I am an Environmental Microbiologist interested in the role of water in the spread and control of water-related diseases. I'm particularly interested in how we can protect human health and aquatic environments. My teaching and research focuses on three main areas:

  • the behaviour of microbiological and chemical contaminants (e.g. viruses, bacteria, pesticides and microplastics) in engineered and natural environments; 
  • the provision of safe water and sanitation in low-income settings; and
  • the development and application of novel, low-cost methods for determining sources of contamination.

My teaching draws heavily on current and recent research projects investigating water quality in Africa (UNICEF and GCRF), Asia (Gates Foundation and GCRF), and South America (SantanderBritish Council, Newton Fund).  

Approach to teaching

My teaching is underpinned by contemporary case material drawn from my personal experience of international collaborative research in the field of water and sanitation. Modules taught include ‘Water, Sanitation and Health’, ‘Soil and Water’, ‘Global Environmental Issues’, ‘overseas Fieldwork’, ‘Skills for Research and Careers’, along with supervision of Undergraduate and Master’s level dissertations.

Much of my teaching also involves a fieldwork component to help my students contextualise the subject matter and a laboratory component to ensure that they have a sound grasp of methods used for water quality monitoring. Students who take these modules come from a variety of disciplines including Environmental Science, Geography, Biology, Chemistry, Ecology, Civil Engineers and Geology. Getting students with different, often complementary skills sets to work together across disciplines is useful preparation for the work-based challenges that await them beyond the University.

########

Assignment
Can you resume the water microbiologist's teaching profile right after its final sentence?

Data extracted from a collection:
########

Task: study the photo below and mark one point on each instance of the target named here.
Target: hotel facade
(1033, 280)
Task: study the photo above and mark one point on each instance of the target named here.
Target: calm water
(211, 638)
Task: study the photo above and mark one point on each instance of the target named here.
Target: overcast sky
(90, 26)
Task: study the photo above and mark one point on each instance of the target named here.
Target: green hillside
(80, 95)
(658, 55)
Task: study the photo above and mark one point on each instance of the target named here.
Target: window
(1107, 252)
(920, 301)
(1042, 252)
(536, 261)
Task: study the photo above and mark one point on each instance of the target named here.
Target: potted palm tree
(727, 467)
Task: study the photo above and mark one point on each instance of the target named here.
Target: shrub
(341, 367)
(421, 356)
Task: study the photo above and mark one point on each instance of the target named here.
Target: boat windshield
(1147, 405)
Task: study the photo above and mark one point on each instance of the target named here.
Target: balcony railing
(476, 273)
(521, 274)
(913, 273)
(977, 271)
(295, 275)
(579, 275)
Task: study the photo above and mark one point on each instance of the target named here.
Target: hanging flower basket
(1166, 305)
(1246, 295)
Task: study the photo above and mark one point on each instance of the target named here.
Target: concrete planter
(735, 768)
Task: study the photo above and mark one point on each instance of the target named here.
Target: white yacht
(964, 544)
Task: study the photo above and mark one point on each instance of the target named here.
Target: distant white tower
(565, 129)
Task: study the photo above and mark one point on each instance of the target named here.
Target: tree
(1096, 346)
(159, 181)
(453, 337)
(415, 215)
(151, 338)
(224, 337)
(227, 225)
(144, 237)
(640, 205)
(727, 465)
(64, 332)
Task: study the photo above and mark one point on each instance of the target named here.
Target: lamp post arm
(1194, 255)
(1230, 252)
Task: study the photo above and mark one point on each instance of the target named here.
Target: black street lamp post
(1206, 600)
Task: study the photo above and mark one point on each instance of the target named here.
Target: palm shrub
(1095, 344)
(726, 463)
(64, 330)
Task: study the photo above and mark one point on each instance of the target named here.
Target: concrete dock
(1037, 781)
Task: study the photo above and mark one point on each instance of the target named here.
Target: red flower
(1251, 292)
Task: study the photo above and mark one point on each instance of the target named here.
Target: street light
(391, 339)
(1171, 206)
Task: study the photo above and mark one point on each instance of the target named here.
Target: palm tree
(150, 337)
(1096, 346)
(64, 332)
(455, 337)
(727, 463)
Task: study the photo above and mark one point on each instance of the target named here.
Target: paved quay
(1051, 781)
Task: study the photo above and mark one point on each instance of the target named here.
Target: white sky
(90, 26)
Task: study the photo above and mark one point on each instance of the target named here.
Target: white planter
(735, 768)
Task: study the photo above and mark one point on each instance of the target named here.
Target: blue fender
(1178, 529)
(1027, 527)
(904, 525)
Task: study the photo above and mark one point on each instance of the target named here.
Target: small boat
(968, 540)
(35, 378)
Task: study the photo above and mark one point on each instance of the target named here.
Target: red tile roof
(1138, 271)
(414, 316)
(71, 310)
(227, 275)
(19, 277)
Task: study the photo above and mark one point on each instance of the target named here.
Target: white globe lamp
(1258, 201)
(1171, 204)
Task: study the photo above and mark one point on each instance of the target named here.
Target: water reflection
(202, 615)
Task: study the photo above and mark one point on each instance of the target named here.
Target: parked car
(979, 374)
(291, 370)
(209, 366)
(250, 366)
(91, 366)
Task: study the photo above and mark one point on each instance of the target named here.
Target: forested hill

########

Task result
Research interests

My research career to date has focused on the development of innovative low-cost tools that tackle pressing global disease problems. In Malawi, the re-design and improved management of rural wells have provided low-income communities with safer drinking water. In Europe, new methods have identified human faecal contamination of rivers and established viral removal rates in a wastewater reuse systems. This information is helping water companies and environmental agencies to meet international standards and more effectively protect public health, by detecting, or interrupting the transmission routes of human waterborne diseases.

Supervisory Interests

I am interested in supervising postgraduate research students (MRes/PhD) in the following areas: development and application of low-cost and/or rapid water quality monitoring tools; behaviour of microorganisms (particulalry viruses) within the environment and impacts on human health; understanding environmental interactions of emerging contaminants; water and sanitation within low-income and/or emergency settings.

According to French Physiologist Claude Bernard - "The science of life is a superb and dazzlingly lighted hall which may be reached only by passing through a long and ghastly kitchen." Anyone who has undertaken a doctoral degree is likely to agree with this analogy (at least at some point during their journey). As a PhD supervisor, I see my role as someone who can potentially make the kitchen a little less ghastly, or the journey slightly less arduous. I strive to provide a highly connected, supportive, nurturing international research environment with the Environment and Public Health Research and Enterprise Group.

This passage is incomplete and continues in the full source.